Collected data
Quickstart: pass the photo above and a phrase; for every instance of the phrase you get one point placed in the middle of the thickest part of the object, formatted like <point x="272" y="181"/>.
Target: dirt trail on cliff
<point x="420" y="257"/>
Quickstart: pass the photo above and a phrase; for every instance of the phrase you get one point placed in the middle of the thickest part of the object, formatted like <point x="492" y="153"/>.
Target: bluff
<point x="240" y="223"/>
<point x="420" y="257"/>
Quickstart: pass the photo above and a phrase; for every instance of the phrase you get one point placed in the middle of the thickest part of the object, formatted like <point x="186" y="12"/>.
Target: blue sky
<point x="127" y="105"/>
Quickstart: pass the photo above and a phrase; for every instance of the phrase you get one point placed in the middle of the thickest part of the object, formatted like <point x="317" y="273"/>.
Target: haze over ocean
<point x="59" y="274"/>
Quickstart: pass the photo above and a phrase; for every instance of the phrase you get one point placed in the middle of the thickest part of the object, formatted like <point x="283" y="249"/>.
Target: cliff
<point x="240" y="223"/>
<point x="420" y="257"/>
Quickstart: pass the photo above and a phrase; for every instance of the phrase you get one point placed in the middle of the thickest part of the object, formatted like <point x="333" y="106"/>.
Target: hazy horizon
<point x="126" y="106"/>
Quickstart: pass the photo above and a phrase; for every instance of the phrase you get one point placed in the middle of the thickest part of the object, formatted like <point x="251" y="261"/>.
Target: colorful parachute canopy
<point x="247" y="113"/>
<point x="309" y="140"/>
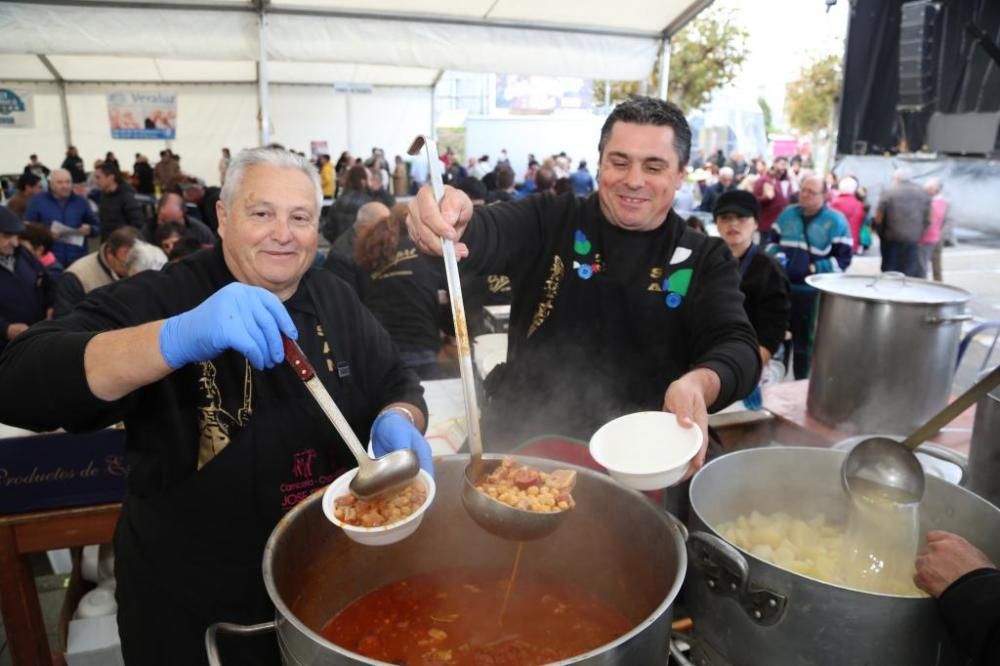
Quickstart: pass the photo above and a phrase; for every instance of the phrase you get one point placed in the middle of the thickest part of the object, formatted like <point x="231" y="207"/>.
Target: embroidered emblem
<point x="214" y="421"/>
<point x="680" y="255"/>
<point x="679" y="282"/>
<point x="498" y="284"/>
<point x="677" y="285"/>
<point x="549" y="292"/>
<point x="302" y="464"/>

...

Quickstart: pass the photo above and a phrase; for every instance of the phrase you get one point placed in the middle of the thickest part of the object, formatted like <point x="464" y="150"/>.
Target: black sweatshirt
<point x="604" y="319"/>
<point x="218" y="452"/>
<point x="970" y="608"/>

§ **Your objective**
Report every line of the listing above that contains the word "cliff", copying each one in full.

§ **Solution below**
Target: dirt trail on cliff
Target: cliff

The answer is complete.